___ Excerpt to read

The Onassio Cardiac Surgery Centre (Ωνάσειο Καρδιοχειρουργικό Κέντρο) or simply Onassio (Ωνάσειο) is a model hospital, specialized in adult and pediatric heart diseases, and is a donation of the non-profit Alexander S. Onassis Foundation to the Greek State.

It is a non-profit legal entity under private law and operates under the supervision of the Greek Ministry of Health. It is located in Kallithea, Athens, at the end of Syngrou Avenue (Syngrou 356).

The Onassio Cardiac Surgery Center was the scene where the last act of the active political life of Andreas Papandreou, prime minister of Greece and protagonist of its public life for decades, took place. For 4 months, from 29 November 1995 to 21 March 1996, Papandreou was hospitalized at Onassio submitting his resignation as prime minister on 15 January 1996.

==History==
One of the goals of the "Alexander S. Onassis" Charitable Foundation (which was founded in 1975 by the daughter of Aristotle Onassis, Christina) was the creation of a modern cardiac surgery center in Athens, since, while cardiac surgeries had already begun to be performed in Greece, the capabilities of state hospitals could not meet the needs of the Greek population, resulting in the ever-increasing exodus of a large number of heart patients abroad.

Construction work began in October 1987 (the foundation stone was laid on October 8, 1987, by the then Prime Minister Andreas Papandreou (1919-1996), who was to become the most famous patient of Onassios) and was completed in September 1992. On October 6, 1992, the official opening of the operation took place of the center.

Onassio cost a total of 75 million dollars (at the exchange rate prevailing in 1992) and is located on an area of 8,000 sq.m. A large part of the total cost was allocated to furnishing the center with the most advanced technical means of operation and the most modern scientific instruments.

______
___ Data shown

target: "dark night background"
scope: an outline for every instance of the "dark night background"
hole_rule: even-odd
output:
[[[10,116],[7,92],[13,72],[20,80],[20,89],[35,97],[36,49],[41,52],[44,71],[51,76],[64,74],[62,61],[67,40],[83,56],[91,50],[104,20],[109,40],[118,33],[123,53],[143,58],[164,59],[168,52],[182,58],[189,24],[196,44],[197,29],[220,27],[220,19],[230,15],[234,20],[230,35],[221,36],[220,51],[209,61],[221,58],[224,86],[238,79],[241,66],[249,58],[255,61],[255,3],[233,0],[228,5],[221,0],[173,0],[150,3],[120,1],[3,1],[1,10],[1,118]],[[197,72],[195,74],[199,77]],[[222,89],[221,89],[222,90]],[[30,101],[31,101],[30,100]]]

______
___ Data shown

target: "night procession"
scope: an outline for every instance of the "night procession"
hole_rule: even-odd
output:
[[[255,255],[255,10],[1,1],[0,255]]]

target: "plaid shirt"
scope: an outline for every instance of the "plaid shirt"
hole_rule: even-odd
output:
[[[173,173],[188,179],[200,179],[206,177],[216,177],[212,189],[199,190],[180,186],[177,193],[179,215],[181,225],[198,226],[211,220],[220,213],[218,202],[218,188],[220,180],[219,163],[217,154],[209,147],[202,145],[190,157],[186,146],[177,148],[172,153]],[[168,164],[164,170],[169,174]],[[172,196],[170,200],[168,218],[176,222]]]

______

▶ What to do:
a) According to the text about the Onassio Cardiac Surgery Centre, on what date did the center officially open?
b) Say whether each statement agrees with the text about the Onassio Cardiac Surgery Centre, and quote the words that decide it: (i) Construction of the center started in October 1987. (ii) Aristotle Onassis founded the Alexander S. Onassis Foundation. (iii) The center occupies an area of 10,000 sq.m.
The data is separate material and has no connection to the text about the Onassio Cardiac Surgery Centre.

▶ Numbered answers:
a) October 6, 1992.

b)
(i) Yes: "Construction work began in October 1987"
(ii) No: "founded in 1975 by the daughter of Aristotle Onassis, Christina"
(iii) No: "is located on an area of 8,000 sq.m."